# TASK REQUIREMENTS
- A) Decide whether each statement agrees with the passage on mass shootings: (i) Handguns were used in 62 percent of all incidents. (ii) The 2002 paper in Homicide Studies found that right-to-carry laws reduce the number of mass public shootings. (iii) Having an armed guard at every campus is well supported by the academic literature. Answer yes or no for each, quoting the words of the passage that decide it.
- B) Write out the part of the passage on mass shootings starting with "What about the" and going on through "out a plot.".

# TEXT UNDER STUDY
----------------------------------------
On the whole, the authors write, banning assault weapons is unlikely to end future mass shootings, in large part because the gunmen—and they’re almost always men—are more likely to use pistols or revolvers than AK-47s. Handguns, particularly semiautomatic ones, were used in 62 percent of all incidents, while assault weapons were used in 25 percent. “Only 14 of the 93 incidents examined by [Mayors Against Illegal Guns] involved assault weapons or high-capacity magazines,” the authors write. “Of course, limiting the size of ammunition clips would at least compel a gunman to pause to reload or switch weapons, potentially giving others a brief window of opportunity to escape or even intervene.”
There’s less definitive data on whether arming potential victims would at least reduce the casualties from mass shootings. The connection between concealed weapon/right-to-carry laws and mass shootings has been examined by a few academics, with one working paper finding they reduce the carnage while a paper published in Homicide Studies in 2002 found “virtually no support for the hypothesis that the laws increase or reduce the number of mass public shootings.”
Nonetheless, looking just at schools, Fox and DeLateur suggest the idea lacks merit. “It is hard to imagine,” they write, “however, that a vengeful student, who is willing to die by police gunfire or by his or her own hand, would be dissuaded by knowing that the faculty were armed. He may even welcome the chance to shoot it out with the principal at high noon in the school cafeteria.” The authors also suggests that turning schools into bunkers—as Ben Ikenson discussed for us earlier this month—or having an armed guard at every campus are also not supported by the relatively sparse academic literature.
What about the shooters? The authors dispense with four myths here, including two—the shooters just snap one day versus that there are telltale signs the wise could divine—that are somewhat mutually incompatible. Instead, most mass shootings are neither completely random nor are there filters that reliably allow observers to pick out who in the population will carry out a plot.
----------------------------------------
[Stored entries]

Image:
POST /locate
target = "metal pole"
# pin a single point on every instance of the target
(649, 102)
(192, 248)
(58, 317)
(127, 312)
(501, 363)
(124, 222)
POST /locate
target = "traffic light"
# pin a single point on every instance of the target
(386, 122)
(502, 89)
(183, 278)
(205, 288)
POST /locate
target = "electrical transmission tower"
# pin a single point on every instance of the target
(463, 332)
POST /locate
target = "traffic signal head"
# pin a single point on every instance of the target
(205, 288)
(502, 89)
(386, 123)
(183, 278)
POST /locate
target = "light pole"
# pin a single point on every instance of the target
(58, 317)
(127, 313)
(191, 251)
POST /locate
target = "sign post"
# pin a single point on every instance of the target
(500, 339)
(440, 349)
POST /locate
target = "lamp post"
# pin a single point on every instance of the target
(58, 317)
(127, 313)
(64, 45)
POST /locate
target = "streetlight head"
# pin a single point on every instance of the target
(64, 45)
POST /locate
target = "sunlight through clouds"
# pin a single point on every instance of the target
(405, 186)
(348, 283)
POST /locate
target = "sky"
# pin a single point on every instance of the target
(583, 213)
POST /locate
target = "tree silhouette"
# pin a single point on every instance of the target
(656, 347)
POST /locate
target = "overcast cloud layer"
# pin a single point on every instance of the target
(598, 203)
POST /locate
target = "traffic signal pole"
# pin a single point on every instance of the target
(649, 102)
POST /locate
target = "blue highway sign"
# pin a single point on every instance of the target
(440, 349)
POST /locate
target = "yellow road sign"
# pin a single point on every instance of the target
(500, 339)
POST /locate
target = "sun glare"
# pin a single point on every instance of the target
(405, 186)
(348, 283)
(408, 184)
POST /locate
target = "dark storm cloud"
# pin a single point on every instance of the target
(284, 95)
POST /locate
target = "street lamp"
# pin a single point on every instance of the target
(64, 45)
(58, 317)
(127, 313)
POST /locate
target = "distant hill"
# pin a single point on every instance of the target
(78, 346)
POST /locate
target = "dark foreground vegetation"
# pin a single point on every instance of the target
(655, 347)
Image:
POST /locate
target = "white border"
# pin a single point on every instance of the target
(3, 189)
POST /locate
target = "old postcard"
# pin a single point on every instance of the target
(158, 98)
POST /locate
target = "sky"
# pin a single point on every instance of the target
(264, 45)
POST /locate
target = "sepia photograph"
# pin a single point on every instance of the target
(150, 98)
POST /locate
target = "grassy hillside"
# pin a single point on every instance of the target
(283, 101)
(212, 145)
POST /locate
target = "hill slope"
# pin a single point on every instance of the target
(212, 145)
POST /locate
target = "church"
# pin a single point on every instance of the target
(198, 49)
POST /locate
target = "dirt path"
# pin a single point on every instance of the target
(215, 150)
----------------------------------------
# ANSWERS TO THE EXERCISE
- A)
(i) Yes: "Handguns, particularly semiautomatic ones, were used in 62 percent of all incidents"
(ii) No: "virtually no support for the hypothesis that the laws increase or reduce the number of mass public shootings."
(iii) No: "or having an armed guard at every campus are also not supported by the relatively sparse academic literature."

- B)
What about the shooters? The authors dispense with four myths here, including two—the shooters just snap one day versus that there are telltale signs the wise could divine—that are somewhat mutually incompatible. Instead, most mass shootings are neither completely random nor are there filters that reliably allow observers to pick out who in the population will carry out a plot.